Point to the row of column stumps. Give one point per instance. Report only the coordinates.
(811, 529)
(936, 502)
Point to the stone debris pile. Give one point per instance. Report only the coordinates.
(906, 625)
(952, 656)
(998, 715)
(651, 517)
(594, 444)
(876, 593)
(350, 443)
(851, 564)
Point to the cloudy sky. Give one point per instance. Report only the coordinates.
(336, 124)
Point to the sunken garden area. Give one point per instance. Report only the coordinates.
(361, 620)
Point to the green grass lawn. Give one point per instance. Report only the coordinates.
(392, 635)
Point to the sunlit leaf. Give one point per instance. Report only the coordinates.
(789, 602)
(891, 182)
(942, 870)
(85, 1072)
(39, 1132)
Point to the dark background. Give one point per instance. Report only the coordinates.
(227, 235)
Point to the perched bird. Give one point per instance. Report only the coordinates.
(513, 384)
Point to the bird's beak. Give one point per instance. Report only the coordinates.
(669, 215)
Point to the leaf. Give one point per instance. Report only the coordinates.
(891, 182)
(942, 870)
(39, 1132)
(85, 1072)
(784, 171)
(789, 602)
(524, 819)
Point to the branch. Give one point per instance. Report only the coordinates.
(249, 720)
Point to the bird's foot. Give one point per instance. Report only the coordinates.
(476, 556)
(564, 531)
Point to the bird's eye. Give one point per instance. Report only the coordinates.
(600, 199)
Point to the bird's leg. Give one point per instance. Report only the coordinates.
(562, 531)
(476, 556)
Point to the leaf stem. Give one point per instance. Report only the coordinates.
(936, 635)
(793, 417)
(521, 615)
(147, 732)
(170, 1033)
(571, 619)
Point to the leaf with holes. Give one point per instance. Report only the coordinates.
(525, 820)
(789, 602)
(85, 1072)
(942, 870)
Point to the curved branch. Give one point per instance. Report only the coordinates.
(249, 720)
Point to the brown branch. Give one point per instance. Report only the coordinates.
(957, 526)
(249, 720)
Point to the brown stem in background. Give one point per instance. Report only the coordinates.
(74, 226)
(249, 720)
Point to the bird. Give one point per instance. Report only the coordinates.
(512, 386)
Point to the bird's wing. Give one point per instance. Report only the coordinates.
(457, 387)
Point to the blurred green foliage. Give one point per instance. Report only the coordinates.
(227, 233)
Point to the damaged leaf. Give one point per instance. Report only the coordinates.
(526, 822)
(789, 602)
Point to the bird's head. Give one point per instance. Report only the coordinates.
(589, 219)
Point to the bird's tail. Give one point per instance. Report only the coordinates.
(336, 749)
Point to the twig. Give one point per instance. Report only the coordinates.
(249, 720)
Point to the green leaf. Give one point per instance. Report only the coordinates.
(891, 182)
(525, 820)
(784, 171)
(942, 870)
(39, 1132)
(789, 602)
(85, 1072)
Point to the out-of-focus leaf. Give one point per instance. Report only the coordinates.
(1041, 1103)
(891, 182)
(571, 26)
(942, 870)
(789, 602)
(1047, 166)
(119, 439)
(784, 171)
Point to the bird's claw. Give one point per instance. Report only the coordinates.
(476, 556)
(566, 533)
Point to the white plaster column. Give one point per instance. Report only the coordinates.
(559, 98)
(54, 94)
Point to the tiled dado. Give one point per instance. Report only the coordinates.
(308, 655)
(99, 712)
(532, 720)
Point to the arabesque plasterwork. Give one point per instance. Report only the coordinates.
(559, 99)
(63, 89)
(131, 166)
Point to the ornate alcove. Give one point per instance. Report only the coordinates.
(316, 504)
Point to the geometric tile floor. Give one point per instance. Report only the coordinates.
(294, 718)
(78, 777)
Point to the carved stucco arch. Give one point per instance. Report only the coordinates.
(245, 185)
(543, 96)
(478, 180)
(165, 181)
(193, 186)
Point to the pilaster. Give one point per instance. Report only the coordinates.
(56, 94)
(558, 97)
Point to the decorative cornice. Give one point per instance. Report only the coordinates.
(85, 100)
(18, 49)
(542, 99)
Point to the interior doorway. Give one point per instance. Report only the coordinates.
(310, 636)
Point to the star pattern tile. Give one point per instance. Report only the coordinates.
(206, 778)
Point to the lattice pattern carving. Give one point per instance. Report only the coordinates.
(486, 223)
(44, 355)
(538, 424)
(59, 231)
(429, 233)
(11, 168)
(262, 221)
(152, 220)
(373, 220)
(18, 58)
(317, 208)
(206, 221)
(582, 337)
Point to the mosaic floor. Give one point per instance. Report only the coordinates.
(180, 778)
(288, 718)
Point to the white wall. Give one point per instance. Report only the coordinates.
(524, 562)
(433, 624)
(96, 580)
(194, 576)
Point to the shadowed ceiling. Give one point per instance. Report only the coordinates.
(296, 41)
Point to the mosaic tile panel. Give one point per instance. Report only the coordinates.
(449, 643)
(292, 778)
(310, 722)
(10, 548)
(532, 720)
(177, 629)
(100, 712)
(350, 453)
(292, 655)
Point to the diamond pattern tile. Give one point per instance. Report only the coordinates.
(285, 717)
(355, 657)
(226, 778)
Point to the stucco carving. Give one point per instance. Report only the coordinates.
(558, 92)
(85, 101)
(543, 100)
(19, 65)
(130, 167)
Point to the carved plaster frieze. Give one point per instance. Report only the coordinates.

## [About this exercise]
Line by line, copy the data above exactly as it reads.

## [Reply to the task]
Point to the row of column stumps. Give one point per instance. Report only the coordinates.
(811, 529)
(936, 502)
Point to the stone debris pile. Give one point per instance. Report only the coordinates.
(906, 625)
(952, 656)
(998, 715)
(651, 517)
(594, 444)
(876, 593)
(350, 443)
(851, 564)
Point to the cloudy sky. Give one point per instance. Report only the coordinates.
(336, 124)
Point to the sunken garden area. Give one point per instance. Report only the coordinates.
(361, 620)
Point to the green grass lawn. Give one point per instance. Report only the coordinates.
(392, 635)
Point to the sunlit leaf. Give one point per instance. Report only the coordinates.
(789, 602)
(891, 182)
(942, 870)
(85, 1072)
(39, 1132)
Point to the dark background. Give one point per instance. Report only the coordinates.
(227, 235)
Point to the perched bird. Give one point per instance. Report only the coordinates.
(513, 384)
Point to the bird's beak. Give one point per instance. Report only the coordinates.
(669, 215)
Point to the leaf. Give one point per instance. Report only the coordinates.
(891, 182)
(942, 870)
(39, 1132)
(85, 1072)
(784, 171)
(789, 602)
(524, 819)
Point to the branch. Give one point per instance. Report only the coordinates.
(249, 720)
Point to the bird's foot. Give one point per instance. Report only the coordinates.
(476, 556)
(564, 531)
Point to the bird's eye. Give one point per instance. Report only the coordinates.
(600, 199)
Point to the bird's leg. Give one point per instance. Report only the coordinates.
(562, 531)
(476, 556)
Point to the leaf stem. Give one point per instance. Report only the coordinates.
(936, 635)
(793, 417)
(521, 615)
(147, 732)
(170, 1033)
(571, 619)
Point to the leaf with holes. Give one point per instance. Report only the coordinates.
(525, 820)
(789, 602)
(85, 1072)
(942, 870)
Point to the curved branch. Give one point per instance. Report only the coordinates.
(249, 720)
Point to the brown branch. Give one point per instance. Report only the coordinates.
(957, 526)
(249, 720)
Point to the brown stem in background. Give one point per instance. Report only the coordinates.
(74, 226)
(249, 720)
Point to the bird. Give one point per instance. Report only the coordinates.
(512, 386)
Point to the bird's wing. Give one point per instance. Report only the coordinates.
(457, 387)
Point to the blurred green foliage. Give one point per instance. Report only the coordinates.
(227, 233)
Point to the damaged leaf. Give one point per instance. Report only the coordinates.
(526, 822)
(789, 602)
Point to the bird's head. Give one point per instance. Report only the coordinates.
(589, 219)
Point to the bird's tail. Give one point per instance. Report only the coordinates.
(336, 749)
Point to the twig. Give one point per instance. Report only the coordinates.
(249, 720)
Point to the green leaf. Give one point per instance. Report only the coordinates.
(891, 182)
(525, 820)
(784, 171)
(942, 870)
(39, 1132)
(789, 602)
(85, 1072)
Point to the out-of-focus leaf. Give one point per instance. Report only the coordinates.
(1041, 1103)
(891, 182)
(571, 26)
(942, 870)
(789, 602)
(1047, 166)
(119, 439)
(784, 171)
Point to the bird's claw. Give one point per instance. Report only the coordinates.
(476, 556)
(566, 533)
Point to the white plaster column. Give one point per instance. Report only the coordinates.
(559, 98)
(54, 94)
Point to the tiled dado. Give one point per instance. Report only the coordinates.
(308, 655)
(99, 712)
(532, 720)
Point to the arabesque plasterwork. Give one point per instance. Report only the coordinates.
(559, 99)
(63, 89)
(131, 166)
Point to the ornate alcove. Give one point per instance. Report only the coordinates.
(316, 504)
Point to the geometric tile floor. Give one point per instance. Report only the coordinates.
(294, 718)
(78, 777)
Point to the carved stucco arch. Give one point per instance. Report only the coordinates.
(245, 185)
(543, 96)
(478, 180)
(165, 181)
(193, 186)
Point to the pilaster. Give one point per instance. Report only the coordinates.
(56, 94)
(558, 97)
Point to the decorative cornice. Give one point per instance. Report only the coordinates.
(85, 100)
(18, 49)
(542, 99)
Point to the interior doorway. Give one point per instance. Report only the coordinates.
(310, 636)
Point to the star pattern tile. Give one point per instance. Report only the coordinates.
(206, 778)
Point to the lattice pattern carving. Give one point per instance. Report only the coordinates.
(486, 223)
(44, 355)
(538, 424)
(59, 231)
(429, 233)
(11, 168)
(262, 221)
(152, 220)
(373, 220)
(18, 58)
(317, 208)
(206, 221)
(582, 337)
Point to the mosaic floor. Give one point per instance. Report only the coordinates.
(180, 778)
(288, 718)
Point to the white wall. Give one point per instance. Report only the coordinates.
(524, 562)
(433, 624)
(96, 580)
(194, 576)
Point to the shadowed ceiling. Give one point per instance. Report only the coordinates.
(296, 41)
Point to the mosaic tile panel. Give one point per instance. Report only the coordinates.
(449, 643)
(292, 778)
(310, 722)
(10, 548)
(532, 720)
(177, 629)
(100, 712)
(350, 453)
(292, 655)
Point to the diamond pattern tile. Give one point per instance. Report only the coordinates.
(285, 717)
(355, 657)
(226, 778)
Point to the stucco carving. Give one point per instance. Report only the coordinates.
(558, 92)
(85, 101)
(543, 100)
(19, 65)
(130, 167)
Point to the carved plaster frieze. Give one point per instance. Report only the coordinates.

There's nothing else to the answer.